• **EXERCISE REQUIREMENTS**:
Could you rewrite the entries as a numbered list, starting at the line that contains "for the blue" and stopping after the line that contains "[0, 0, 819, 1456]"? Include only those lines and leave out any blank ones.

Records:
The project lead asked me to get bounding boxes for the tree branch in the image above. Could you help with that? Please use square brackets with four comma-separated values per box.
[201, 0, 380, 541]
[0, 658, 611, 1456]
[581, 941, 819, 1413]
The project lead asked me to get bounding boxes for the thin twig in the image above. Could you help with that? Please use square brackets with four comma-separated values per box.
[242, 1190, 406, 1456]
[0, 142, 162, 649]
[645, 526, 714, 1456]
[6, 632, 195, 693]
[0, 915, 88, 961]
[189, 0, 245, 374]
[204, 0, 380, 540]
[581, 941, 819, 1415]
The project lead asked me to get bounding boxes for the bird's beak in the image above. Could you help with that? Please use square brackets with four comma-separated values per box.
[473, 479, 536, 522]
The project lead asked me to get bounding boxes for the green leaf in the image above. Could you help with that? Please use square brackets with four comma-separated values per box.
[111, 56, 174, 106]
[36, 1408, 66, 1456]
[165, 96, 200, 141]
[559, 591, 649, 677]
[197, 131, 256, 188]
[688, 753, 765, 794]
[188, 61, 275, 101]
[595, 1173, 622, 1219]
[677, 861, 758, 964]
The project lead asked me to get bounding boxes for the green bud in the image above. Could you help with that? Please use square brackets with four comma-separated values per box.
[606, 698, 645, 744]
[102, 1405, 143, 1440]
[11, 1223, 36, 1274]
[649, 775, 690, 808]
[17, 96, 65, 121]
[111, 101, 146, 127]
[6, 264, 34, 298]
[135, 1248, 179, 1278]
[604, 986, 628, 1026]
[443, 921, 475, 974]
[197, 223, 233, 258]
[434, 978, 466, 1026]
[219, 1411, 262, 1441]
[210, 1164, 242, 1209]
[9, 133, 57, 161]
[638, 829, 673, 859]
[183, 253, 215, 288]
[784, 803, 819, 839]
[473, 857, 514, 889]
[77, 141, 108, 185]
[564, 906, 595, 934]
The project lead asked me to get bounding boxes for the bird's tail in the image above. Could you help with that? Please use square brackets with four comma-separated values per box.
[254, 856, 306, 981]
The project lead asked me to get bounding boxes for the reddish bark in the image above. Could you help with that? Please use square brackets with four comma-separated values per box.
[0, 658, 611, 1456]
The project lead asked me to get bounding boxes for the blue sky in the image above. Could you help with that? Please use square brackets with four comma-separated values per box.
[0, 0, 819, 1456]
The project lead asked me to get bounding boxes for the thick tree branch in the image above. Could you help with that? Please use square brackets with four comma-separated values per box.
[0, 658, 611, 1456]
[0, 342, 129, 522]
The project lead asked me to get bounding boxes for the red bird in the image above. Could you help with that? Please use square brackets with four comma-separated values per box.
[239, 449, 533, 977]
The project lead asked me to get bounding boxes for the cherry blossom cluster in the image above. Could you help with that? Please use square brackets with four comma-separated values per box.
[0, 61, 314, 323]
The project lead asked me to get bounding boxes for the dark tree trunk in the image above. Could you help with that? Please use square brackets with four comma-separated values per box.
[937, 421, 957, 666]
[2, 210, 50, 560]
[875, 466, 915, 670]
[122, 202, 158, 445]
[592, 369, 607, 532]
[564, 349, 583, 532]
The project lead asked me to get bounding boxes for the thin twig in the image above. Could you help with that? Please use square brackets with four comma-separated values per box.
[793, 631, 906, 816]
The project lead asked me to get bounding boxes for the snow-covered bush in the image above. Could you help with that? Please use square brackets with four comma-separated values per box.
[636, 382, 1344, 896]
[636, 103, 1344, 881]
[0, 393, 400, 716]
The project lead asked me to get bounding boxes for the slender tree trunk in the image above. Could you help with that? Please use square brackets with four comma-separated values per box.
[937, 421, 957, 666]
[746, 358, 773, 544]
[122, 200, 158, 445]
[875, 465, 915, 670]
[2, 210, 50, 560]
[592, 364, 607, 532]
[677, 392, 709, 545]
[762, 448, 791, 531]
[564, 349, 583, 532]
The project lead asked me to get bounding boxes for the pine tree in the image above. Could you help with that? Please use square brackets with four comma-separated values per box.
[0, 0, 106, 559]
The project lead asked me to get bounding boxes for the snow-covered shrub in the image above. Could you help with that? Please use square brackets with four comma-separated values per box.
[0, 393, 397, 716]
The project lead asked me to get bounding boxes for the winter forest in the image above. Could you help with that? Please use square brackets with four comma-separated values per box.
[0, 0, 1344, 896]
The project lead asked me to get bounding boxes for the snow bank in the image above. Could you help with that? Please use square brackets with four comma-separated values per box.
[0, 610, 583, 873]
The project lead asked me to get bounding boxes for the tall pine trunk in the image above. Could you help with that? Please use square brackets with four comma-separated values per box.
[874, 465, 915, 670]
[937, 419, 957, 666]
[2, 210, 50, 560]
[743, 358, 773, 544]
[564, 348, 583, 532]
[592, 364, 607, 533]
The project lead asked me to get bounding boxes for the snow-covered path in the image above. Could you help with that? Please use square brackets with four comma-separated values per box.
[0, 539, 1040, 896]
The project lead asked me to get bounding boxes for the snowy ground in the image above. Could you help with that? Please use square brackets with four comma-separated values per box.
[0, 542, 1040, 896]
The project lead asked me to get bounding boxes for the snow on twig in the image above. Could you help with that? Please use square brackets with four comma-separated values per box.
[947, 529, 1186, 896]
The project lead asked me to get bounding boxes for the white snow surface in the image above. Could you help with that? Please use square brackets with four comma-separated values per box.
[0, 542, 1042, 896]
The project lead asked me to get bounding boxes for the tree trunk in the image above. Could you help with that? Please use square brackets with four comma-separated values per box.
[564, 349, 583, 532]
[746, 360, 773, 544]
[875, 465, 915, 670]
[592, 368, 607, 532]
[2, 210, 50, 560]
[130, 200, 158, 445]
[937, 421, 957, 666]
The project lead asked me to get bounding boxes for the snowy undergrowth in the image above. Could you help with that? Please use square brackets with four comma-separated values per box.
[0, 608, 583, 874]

• **RESPONSE**:
1. The project lead asked me to get bounding boxes for the blue sky in the image above. Could you help with that? Please use square brackets with four comma-separated values per box.
2. [0, 0, 819, 1456]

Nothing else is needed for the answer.